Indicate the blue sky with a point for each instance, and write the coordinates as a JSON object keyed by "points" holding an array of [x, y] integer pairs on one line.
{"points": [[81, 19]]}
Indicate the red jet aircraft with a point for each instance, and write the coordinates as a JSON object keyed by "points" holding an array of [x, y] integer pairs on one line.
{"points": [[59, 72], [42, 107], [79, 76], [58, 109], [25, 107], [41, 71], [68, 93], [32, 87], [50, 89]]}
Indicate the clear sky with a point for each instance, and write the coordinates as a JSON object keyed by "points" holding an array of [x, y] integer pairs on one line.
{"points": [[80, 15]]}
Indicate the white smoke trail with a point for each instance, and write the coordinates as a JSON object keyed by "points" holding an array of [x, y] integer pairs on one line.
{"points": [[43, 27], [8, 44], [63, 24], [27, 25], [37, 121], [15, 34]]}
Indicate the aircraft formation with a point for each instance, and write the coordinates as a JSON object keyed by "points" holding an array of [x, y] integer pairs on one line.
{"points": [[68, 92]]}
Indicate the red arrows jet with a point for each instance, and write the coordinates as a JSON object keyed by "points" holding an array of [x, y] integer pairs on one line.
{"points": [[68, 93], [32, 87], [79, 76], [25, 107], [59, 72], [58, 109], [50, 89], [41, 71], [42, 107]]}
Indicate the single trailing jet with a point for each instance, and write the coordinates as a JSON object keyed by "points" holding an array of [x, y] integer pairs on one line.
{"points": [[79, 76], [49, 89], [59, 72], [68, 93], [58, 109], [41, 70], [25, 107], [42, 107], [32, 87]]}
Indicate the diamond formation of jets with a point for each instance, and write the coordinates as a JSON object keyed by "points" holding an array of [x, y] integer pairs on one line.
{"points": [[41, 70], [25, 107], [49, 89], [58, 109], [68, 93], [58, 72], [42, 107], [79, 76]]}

──────

# WHAT TO PRODUCE:
Copy out the full listing so that each line matches exactly.

# ANSWER TO THIS TASK:
Indicate the blue sky with a point for each instance, and write the coordinates as a JSON object keyed by "points" holding an array of [x, y] integer pairs on one line.
{"points": [[81, 19]]}
Indicate the red jet aircraft with a point for each instance, and write the coordinates as a JSON object keyed by "points" holding an array of [x, y] integer pairs on one line.
{"points": [[59, 72], [42, 107], [79, 76], [58, 109], [25, 107], [41, 71], [68, 93], [32, 87], [50, 89]]}
Indicate the clear sky with a point for each instance, and write the coordinates as a JSON object keyed by "points" holding an array of [x, y] integer pairs on one line.
{"points": [[80, 15]]}
Indicate the white smoke trail with a point for each instance, and write the coordinates as a JSON object keyed by "points" holding an array of [x, y] integer pairs on one line.
{"points": [[43, 27], [8, 44], [63, 24], [27, 25], [37, 121], [15, 34]]}
Indicate the aircraft formation with a point for each instance, and write the coordinates as a JSON object keyed by "points" holding an array of [x, y] integer pairs on one line.
{"points": [[68, 92]]}
Indicate the red arrows jet with a point for each instance, and write the coordinates as a JSON object keyed by "points" holding an array of [x, y] integer pairs on one line.
{"points": [[68, 93], [32, 87], [79, 76], [25, 107], [59, 72], [58, 109], [50, 89], [41, 71], [42, 107]]}
Indicate the single trailing jet with a point for each instance, and write the coordinates as a JSON object keyed by "points" holding an array of [x, y] integer pairs on one line.
{"points": [[79, 76], [49, 89], [59, 72], [68, 93], [58, 109], [41, 70], [25, 107], [42, 107], [32, 87]]}
Indicate the diamond formation of jets with a point for each instance, and write the coordinates as a JSON object keyed by "points" holding an array of [x, y] integer pairs on one line.
{"points": [[41, 70], [25, 107], [49, 89], [58, 109], [68, 93], [58, 72], [42, 107], [79, 76]]}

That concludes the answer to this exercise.